(Datensätze zur Punktplatzierung)

=-=-=-=-=

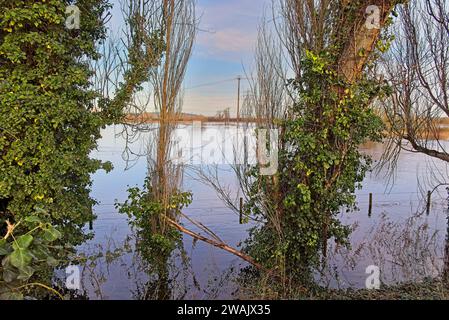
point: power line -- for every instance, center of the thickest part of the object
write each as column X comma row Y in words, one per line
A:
column 208, row 84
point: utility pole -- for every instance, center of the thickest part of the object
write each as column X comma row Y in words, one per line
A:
column 239, row 79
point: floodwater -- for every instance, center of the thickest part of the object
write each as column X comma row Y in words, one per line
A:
column 208, row 274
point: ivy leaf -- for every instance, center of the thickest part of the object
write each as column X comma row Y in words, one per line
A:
column 11, row 296
column 52, row 262
column 51, row 234
column 33, row 219
column 23, row 242
column 4, row 246
column 20, row 258
column 9, row 275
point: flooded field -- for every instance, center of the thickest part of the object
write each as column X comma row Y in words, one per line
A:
column 208, row 271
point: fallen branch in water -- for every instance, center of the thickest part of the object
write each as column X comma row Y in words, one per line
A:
column 216, row 243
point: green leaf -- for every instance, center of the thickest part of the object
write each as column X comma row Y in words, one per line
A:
column 33, row 219
column 4, row 246
column 11, row 296
column 9, row 275
column 52, row 262
column 51, row 234
column 20, row 258
column 25, row 273
column 23, row 242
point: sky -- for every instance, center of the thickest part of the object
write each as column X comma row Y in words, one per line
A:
column 223, row 51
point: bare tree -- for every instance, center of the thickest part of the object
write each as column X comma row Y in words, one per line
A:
column 417, row 68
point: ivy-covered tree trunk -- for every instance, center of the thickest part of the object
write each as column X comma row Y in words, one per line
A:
column 50, row 121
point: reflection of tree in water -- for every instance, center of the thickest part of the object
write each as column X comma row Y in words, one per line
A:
column 161, row 197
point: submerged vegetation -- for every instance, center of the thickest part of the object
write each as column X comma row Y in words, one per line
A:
column 60, row 86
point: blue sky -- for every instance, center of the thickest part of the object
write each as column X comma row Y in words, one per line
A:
column 221, row 53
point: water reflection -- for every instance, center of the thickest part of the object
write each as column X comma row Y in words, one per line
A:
column 209, row 272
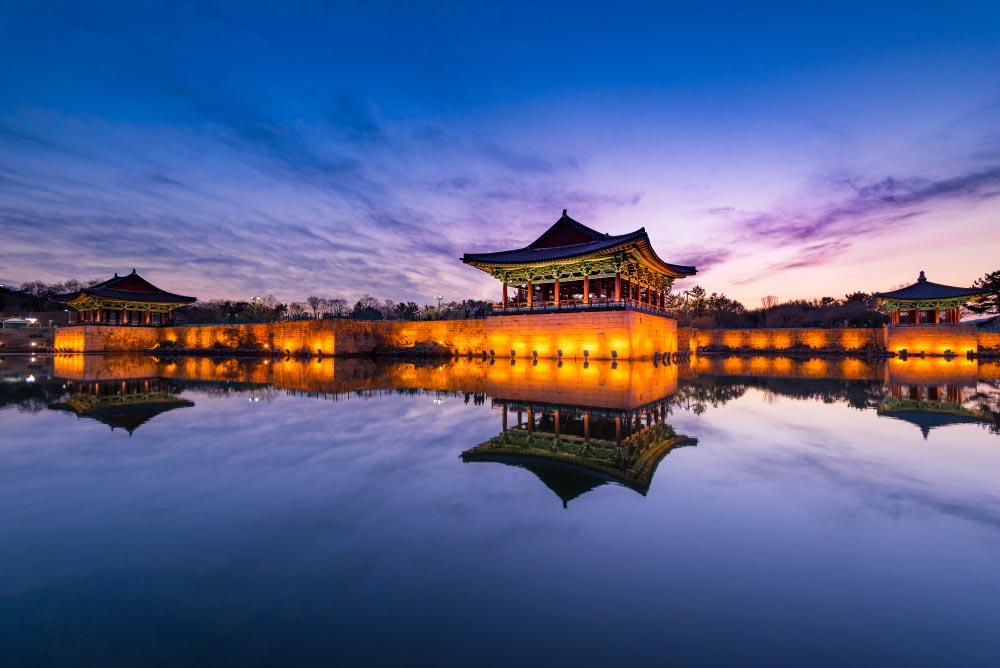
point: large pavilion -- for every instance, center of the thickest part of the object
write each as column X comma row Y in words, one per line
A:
column 572, row 266
column 924, row 302
column 124, row 300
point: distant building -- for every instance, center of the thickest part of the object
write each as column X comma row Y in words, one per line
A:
column 124, row 300
column 925, row 303
column 573, row 267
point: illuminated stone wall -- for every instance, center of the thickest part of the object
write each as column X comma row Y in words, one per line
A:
column 933, row 339
column 104, row 367
column 793, row 337
column 687, row 340
column 326, row 337
column 631, row 334
column 988, row 341
column 786, row 367
column 105, row 338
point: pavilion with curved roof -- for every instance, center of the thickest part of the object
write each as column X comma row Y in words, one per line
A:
column 926, row 301
column 124, row 300
column 571, row 266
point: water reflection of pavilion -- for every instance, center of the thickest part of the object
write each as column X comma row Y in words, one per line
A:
column 932, row 406
column 122, row 404
column 574, row 449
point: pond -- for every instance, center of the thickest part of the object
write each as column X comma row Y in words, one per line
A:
column 342, row 512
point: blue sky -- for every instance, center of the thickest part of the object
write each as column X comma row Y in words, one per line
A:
column 337, row 149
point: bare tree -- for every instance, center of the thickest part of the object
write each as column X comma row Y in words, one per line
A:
column 337, row 307
column 314, row 303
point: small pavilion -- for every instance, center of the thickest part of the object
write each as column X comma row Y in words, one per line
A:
column 572, row 266
column 124, row 300
column 926, row 303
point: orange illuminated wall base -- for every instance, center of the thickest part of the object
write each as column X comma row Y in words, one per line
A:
column 623, row 335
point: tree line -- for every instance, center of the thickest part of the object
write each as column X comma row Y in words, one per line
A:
column 694, row 307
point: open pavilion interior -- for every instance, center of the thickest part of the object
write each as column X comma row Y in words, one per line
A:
column 124, row 300
column 571, row 266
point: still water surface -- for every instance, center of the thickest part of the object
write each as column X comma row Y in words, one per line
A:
column 218, row 512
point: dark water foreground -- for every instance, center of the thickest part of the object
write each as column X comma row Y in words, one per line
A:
column 734, row 512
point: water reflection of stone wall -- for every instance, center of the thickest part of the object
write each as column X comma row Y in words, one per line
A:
column 596, row 384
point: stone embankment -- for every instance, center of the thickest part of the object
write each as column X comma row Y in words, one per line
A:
column 625, row 335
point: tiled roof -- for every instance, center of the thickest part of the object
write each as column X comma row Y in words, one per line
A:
column 924, row 289
column 133, row 288
column 529, row 254
column 542, row 249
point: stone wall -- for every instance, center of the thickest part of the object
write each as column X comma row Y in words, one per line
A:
column 932, row 339
column 792, row 338
column 988, row 342
column 630, row 334
column 786, row 367
column 106, row 338
column 317, row 337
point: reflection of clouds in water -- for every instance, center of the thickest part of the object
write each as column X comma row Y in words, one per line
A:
column 842, row 454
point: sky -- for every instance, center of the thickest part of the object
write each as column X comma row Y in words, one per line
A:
column 226, row 150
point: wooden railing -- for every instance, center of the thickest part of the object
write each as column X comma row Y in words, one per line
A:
column 595, row 304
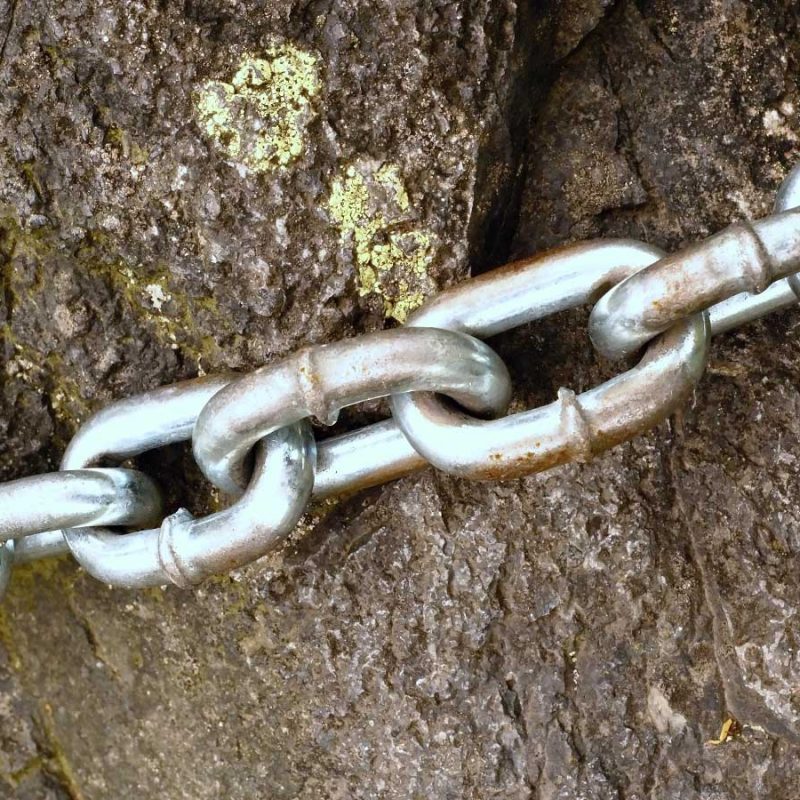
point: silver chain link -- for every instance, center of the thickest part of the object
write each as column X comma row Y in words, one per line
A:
column 674, row 303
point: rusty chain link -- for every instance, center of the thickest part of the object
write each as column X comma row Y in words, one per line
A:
column 251, row 434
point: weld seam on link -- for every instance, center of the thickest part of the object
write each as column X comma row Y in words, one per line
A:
column 761, row 269
column 168, row 555
column 575, row 424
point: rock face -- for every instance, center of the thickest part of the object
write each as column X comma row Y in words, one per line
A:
column 193, row 187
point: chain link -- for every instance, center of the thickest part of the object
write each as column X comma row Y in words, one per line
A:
column 640, row 295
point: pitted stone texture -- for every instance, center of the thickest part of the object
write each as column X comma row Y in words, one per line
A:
column 579, row 634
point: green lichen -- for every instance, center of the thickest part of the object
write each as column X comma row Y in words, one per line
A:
column 259, row 119
column 371, row 208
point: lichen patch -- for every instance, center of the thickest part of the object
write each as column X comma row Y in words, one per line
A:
column 259, row 119
column 370, row 206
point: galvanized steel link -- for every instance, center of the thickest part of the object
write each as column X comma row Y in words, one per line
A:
column 573, row 428
column 745, row 258
column 85, row 498
column 319, row 381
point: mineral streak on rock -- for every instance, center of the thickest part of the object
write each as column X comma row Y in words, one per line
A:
column 370, row 206
column 259, row 119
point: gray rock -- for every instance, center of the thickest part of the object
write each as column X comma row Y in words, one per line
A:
column 208, row 185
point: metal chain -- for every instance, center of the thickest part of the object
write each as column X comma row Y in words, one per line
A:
column 262, row 419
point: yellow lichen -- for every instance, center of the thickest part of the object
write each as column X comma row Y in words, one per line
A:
column 371, row 208
column 259, row 119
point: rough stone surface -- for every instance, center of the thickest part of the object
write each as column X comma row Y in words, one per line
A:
column 175, row 199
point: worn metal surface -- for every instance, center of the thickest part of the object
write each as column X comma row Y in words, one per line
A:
column 86, row 497
column 185, row 550
column 746, row 257
column 583, row 632
column 320, row 381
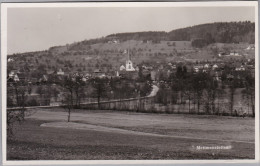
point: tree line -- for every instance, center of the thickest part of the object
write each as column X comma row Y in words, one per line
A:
column 204, row 94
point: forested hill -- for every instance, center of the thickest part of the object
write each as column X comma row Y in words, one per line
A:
column 222, row 32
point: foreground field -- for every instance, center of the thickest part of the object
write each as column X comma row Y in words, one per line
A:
column 123, row 135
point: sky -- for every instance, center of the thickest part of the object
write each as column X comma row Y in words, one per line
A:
column 36, row 29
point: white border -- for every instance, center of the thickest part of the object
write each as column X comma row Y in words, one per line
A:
column 4, row 7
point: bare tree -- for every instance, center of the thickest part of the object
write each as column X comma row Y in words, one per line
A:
column 68, row 84
column 99, row 86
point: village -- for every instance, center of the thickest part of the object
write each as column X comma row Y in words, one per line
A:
column 45, row 88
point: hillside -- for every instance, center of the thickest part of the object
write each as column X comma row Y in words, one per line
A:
column 145, row 47
column 232, row 32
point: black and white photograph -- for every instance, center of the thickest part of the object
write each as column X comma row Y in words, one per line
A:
column 130, row 82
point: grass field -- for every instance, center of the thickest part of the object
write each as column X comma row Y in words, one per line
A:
column 131, row 136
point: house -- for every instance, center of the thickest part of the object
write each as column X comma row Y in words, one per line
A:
column 241, row 68
column 44, row 78
column 10, row 60
column 122, row 67
column 129, row 65
column 99, row 73
column 206, row 66
column 215, row 66
column 60, row 72
column 11, row 74
column 196, row 69
column 153, row 75
column 16, row 78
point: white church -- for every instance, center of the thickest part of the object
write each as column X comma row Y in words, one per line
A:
column 128, row 65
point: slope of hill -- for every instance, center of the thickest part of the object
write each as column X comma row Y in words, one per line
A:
column 145, row 47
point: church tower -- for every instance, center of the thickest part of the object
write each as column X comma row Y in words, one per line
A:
column 129, row 64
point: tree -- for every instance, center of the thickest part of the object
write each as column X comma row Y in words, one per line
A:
column 99, row 86
column 79, row 89
column 198, row 86
column 249, row 92
column 68, row 84
column 232, row 89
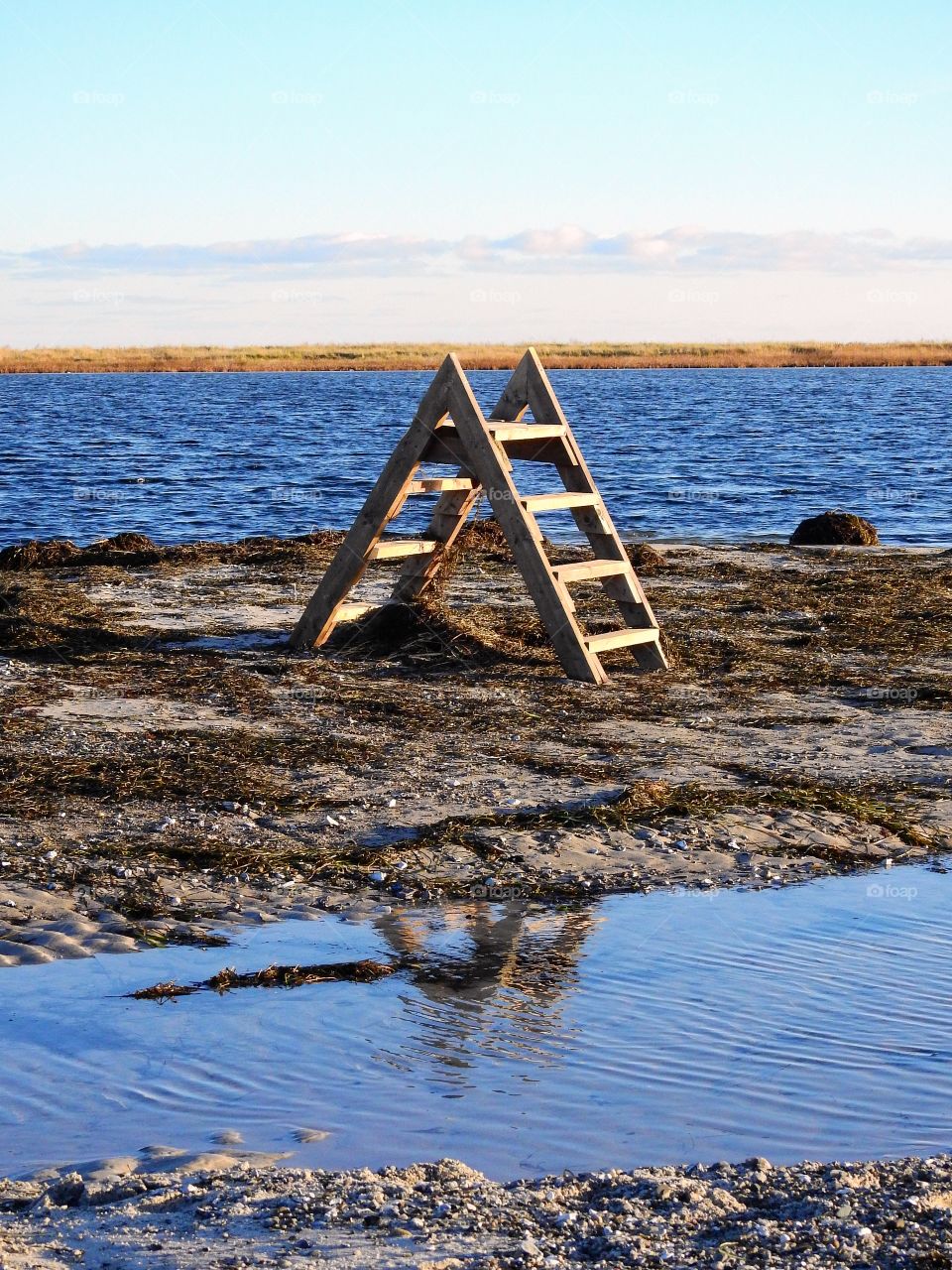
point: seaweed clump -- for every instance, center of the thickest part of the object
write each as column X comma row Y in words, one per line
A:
column 834, row 529
column 273, row 976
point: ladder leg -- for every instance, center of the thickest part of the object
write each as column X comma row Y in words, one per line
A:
column 552, row 599
column 382, row 503
column 625, row 589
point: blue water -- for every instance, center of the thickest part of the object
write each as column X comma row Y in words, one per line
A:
column 711, row 454
column 811, row 1021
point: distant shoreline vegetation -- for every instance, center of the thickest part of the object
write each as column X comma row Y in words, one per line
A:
column 489, row 357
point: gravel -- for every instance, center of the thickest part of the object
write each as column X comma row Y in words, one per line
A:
column 447, row 1216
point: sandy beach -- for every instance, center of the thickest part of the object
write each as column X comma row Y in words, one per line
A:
column 168, row 1209
column 172, row 771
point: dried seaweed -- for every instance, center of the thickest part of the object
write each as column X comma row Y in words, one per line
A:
column 273, row 976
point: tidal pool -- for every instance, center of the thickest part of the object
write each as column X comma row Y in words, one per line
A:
column 807, row 1023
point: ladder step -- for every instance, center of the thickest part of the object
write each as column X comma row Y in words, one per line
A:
column 400, row 548
column 439, row 484
column 624, row 638
column 504, row 432
column 536, row 503
column 585, row 570
column 350, row 612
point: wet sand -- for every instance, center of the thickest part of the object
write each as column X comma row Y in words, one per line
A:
column 168, row 1209
column 169, row 770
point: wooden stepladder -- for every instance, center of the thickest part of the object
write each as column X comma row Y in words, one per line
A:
column 449, row 429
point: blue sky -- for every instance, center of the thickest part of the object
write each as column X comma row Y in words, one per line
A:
column 416, row 169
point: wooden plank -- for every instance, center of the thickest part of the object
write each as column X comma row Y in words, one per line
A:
column 625, row 589
column 352, row 612
column 585, row 571
column 508, row 432
column 536, row 503
column 552, row 451
column 488, row 465
column 386, row 497
column 624, row 638
column 439, row 484
column 397, row 549
column 448, row 518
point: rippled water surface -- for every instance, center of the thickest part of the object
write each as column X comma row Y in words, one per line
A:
column 720, row 454
column 811, row 1021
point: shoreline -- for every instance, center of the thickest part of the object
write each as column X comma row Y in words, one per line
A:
column 169, row 1209
column 169, row 767
column 475, row 357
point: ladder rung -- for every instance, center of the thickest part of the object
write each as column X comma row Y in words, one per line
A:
column 350, row 612
column 439, row 484
column 536, row 503
column 584, row 570
column 504, row 432
column 624, row 638
column 399, row 548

=-=-=-=-=

## ZIELSETZUNG
Gib die Zeilen des Materials von der Zeile mit „point: shoreline -- for“ bis einschließlich zum Ende des Materials wortgetreu wieder.

## LÖSUNG DER AUFGABE
point: shoreline -- for every instance, center of the thickest part of the object
write each as column X comma row Y in words, one per line
A:
column 169, row 1209
column 169, row 767
column 475, row 357
point: ladder rung -- for every instance, center of the thickest part of the object
write each as column X comma row Y in words, one per line
A:
column 350, row 612
column 439, row 484
column 536, row 503
column 584, row 570
column 504, row 432
column 624, row 638
column 399, row 548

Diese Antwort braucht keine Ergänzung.